## Work to complete
Render each line of the material below as one string in a JSON list, omitting blank lines.

## Records supplied
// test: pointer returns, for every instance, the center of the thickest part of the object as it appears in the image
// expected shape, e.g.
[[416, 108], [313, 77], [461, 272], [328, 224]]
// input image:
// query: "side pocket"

## Response
[
  "// test: pointer returns, for every instance, the center of the thickest part of the object as it appears in the image",
  "// expected shape, e.g.",
  "[[416, 108], [313, 77], [461, 272], [328, 224]]",
  "// input image:",
  "// query: \"side pocket\""
]